## start Passage given

Just because I have the capacity to identify a number of malt whiskies from a blind tasting, does not mean that I am simply a drunk. I am much more complex than that!

So, perhaps if we were to look at ‘Being Visionary’ from a behavioural competence perspective rather than as a description of a personality type, we might be able to uncover what it is, and stand a chance of replicating it…in each and every one of us.

Getting Hold of the Steering Wheel

So what’s it going to take to develop our innate but dormant visionary capability?

Here are five ideas to start with.

1.      Do the Mystery Tour

If we don’t see it we don’t think about it. It’s a case of ‘Out of Sight, Out of Mind’.

And if we don’t think about it, we don’t go looking for it. We don’t even know if it’s there.

There is a danger that we might only see what we want to see, but if we don’t look, we won’t see it at all.

So first of all, we have to force ourselves to look. That means opening our minds to what we might discover and not being afraid of the mystery. Then we have to start dreaming a little.

In essence, we all need to become strategic tourists.

The world is a rich and varied place, and there are many lessons to be learned by extending our area of focus.

## end Passage given

* What is asked:
[1] Under the heading "Do the Mystery Tour," the passage on visionary capability names several things we have to do or need to do. List each of them.
[2] How many ideas does the passage on visionary capability offer as a starting point for developing that capability?

## start Recorded information

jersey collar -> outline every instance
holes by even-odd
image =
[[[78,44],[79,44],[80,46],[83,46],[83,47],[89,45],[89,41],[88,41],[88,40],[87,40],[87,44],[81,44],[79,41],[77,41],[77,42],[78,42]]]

## end Recorded information

* Solutions by task:
[1]
- Force ourselves to look
- Open our minds to what we might discover
- Not be afraid of the mystery
- Start dreaming a little
- Become strategic tourists

[2] Five.